**CHALLENGE**: Count the lines in the records below that contain the string "striped". Reply with the number alone.

**DATA SUPPLIED**:
____

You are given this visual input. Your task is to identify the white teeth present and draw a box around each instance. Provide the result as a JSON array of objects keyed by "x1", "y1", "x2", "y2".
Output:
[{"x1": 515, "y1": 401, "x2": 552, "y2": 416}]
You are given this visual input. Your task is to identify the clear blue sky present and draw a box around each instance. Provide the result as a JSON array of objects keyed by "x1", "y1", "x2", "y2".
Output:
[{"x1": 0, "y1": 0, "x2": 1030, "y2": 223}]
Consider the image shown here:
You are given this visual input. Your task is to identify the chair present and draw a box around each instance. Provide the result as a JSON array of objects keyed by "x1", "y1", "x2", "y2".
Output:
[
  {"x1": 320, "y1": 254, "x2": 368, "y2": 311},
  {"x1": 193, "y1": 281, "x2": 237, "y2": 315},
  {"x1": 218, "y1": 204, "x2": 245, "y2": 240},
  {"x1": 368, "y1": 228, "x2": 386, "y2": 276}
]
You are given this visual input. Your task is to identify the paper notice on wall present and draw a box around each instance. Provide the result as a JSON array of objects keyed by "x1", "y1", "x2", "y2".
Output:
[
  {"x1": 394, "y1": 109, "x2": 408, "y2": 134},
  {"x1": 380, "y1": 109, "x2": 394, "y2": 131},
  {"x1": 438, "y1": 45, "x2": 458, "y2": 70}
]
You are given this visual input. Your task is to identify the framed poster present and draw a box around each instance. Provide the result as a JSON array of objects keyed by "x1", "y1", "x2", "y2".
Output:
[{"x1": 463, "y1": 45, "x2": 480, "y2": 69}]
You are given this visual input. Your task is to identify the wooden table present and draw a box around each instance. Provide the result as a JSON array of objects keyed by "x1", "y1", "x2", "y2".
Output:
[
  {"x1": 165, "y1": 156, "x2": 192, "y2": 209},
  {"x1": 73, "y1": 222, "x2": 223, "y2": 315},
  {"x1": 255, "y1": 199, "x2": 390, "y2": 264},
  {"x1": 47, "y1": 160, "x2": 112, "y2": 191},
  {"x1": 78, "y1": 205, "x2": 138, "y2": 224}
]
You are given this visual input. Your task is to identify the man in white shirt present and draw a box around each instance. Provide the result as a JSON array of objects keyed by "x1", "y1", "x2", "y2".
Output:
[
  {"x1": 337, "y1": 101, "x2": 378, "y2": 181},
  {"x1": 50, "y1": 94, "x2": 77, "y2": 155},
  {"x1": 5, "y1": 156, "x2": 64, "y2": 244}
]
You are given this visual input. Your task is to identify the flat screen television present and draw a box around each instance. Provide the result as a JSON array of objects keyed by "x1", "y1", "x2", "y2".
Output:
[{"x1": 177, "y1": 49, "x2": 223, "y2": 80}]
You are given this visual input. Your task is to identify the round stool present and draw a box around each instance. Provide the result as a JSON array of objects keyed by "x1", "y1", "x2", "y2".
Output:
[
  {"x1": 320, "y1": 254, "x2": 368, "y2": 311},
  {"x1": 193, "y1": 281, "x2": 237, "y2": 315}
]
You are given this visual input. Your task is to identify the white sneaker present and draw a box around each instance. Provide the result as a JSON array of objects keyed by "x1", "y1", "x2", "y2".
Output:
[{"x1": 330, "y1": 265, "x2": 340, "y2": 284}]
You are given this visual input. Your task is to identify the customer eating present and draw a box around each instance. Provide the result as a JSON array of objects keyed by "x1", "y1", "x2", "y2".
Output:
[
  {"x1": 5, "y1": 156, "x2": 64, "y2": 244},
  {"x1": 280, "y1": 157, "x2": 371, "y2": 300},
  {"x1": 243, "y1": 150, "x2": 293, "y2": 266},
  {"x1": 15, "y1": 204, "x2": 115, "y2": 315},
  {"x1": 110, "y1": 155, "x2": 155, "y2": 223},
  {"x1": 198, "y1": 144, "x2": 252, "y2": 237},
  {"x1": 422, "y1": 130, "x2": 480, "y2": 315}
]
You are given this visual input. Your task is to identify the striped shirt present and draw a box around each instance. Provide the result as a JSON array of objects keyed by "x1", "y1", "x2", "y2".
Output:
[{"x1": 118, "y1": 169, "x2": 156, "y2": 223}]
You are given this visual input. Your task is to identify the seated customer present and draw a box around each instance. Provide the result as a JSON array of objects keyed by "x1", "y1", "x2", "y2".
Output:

____

**RESULT OF THE EXERCISE**: 1